*Problem requirements*. Every record below should be written out exactly; pictures stay out.

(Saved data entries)
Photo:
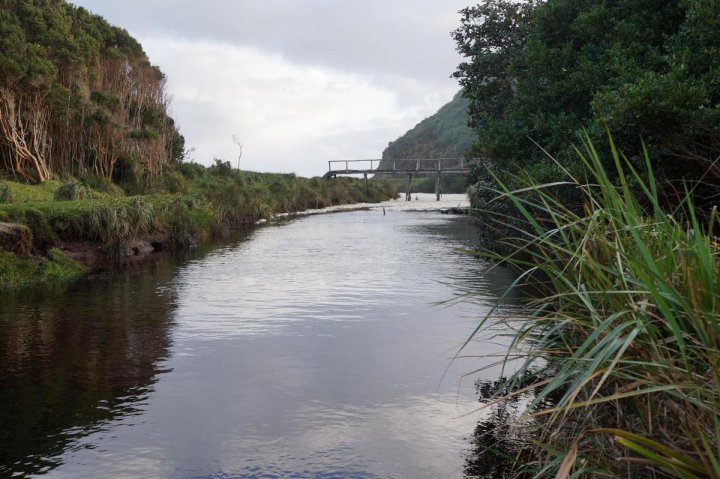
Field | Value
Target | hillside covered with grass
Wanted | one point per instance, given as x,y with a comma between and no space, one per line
443,135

*Result for this exercise*.
Photo:
Field | Value
Target | hillside covered with grass
Wanted | one point per instance, given as x,y with a comma between and no space, one per line
443,135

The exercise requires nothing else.